- _Task goal_: Type out all the records word for word. Any pictures are to be left out.

- _Material provided_:
::::
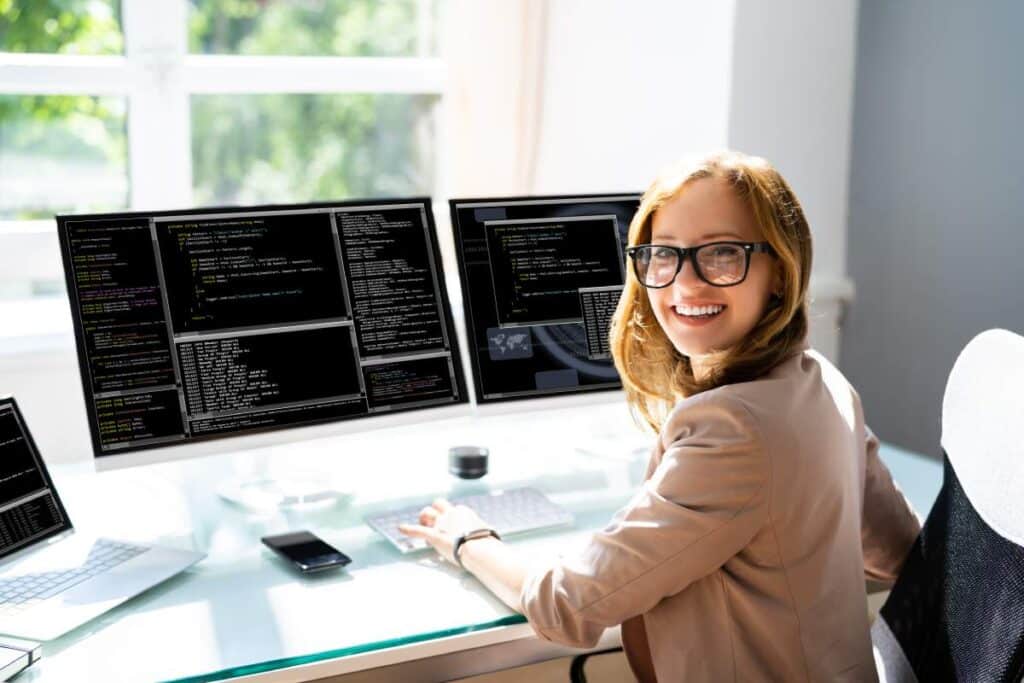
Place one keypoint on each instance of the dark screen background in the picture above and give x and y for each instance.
(529, 360)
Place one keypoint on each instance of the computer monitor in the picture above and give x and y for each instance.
(541, 278)
(205, 324)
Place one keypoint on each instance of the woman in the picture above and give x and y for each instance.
(743, 554)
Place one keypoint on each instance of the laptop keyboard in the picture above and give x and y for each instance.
(19, 593)
(512, 511)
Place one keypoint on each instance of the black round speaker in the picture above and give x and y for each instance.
(468, 462)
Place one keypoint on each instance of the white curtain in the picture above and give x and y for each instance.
(497, 52)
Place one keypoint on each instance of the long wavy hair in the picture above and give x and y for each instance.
(654, 374)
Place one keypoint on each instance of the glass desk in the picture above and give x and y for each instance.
(244, 612)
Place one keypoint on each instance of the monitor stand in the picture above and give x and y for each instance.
(256, 485)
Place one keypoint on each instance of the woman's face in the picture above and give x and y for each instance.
(708, 210)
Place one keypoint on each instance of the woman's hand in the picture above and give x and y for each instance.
(440, 523)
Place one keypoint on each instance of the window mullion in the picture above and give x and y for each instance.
(159, 131)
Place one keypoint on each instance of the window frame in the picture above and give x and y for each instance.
(158, 77)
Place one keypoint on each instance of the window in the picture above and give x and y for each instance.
(108, 104)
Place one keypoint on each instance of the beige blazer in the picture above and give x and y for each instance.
(743, 555)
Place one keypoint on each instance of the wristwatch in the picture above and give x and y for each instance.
(469, 536)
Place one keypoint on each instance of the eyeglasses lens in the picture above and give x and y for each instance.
(719, 264)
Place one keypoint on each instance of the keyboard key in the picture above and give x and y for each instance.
(513, 511)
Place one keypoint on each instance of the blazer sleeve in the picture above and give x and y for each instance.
(702, 504)
(890, 524)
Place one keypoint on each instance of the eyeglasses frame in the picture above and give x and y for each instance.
(690, 253)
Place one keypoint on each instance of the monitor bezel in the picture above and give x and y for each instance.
(69, 526)
(131, 455)
(555, 398)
::::
- _Output of the task_:
Place one keypoint on each instance of the dark screen background in the picture above and give x and y for each instance.
(529, 360)
Place one keypoint on each instance of the computer monitor in the picture above and give x and y for each instance.
(541, 278)
(205, 324)
Place one keypoint on each instance of the woman in the picture above and give x and y for each instance.
(743, 554)
Place one keypoint on each instance of the laptop keyboard in the picture above and give x and y for each instance.
(19, 593)
(512, 511)
Place one keypoint on each instance of the black round speaker in the picture above and give x and y for each instance.
(468, 462)
Place one keypoint on each instance of the white curtain in the picture above and give x and y for each instance.
(497, 52)
Place one keypoint on each instance of the long wavy hair in the picture above and give x and y for each instance.
(654, 374)
Place one keypoint on each instance of the glass desk in the picture above and give x and y for each instance.
(244, 612)
Place one keypoint on each instance of the monitor stand in the picture above and give x and y for each instance.
(256, 485)
Place one keypoint on each instance of the woman's face in the picture above and give x and y for each instance.
(708, 210)
Place one keypoint on each instance of the woman's hand in the picture above and give x and y for each instance.
(440, 523)
Place one keypoint on each instance of the window mullion in the picture above and give x and y for each instance.
(159, 131)
Place one keypoint on each instance of the window frame in the picture above and give x and y for each instance.
(158, 77)
Place one keypoint on each instance of the window in the picture above and give x and y for each instance.
(108, 104)
Place one keypoint on each instance of the beige blazer in the picture above and give x and y for each instance.
(743, 555)
Place one keypoint on each instance of the wristwatch in the picture above and give x and y for each instance.
(469, 536)
Place one keypoint on each instance of the eyeglasses lens in the picture above and give x and y for each instance.
(719, 264)
Place one keypoint on each instance of the keyboard key in the picture above and give x and y for each instance.
(513, 511)
Place one keypoint on each instance of the blazer sleeve in the picture above and give x and y for each instance.
(702, 504)
(890, 524)
Place one keypoint on each instance of the eyeglasses frame in the picture above and give x and y for each instance.
(690, 253)
Place one keypoint on each instance of the monitor bezel in the picture above and give x and y for each instance.
(69, 526)
(131, 455)
(555, 398)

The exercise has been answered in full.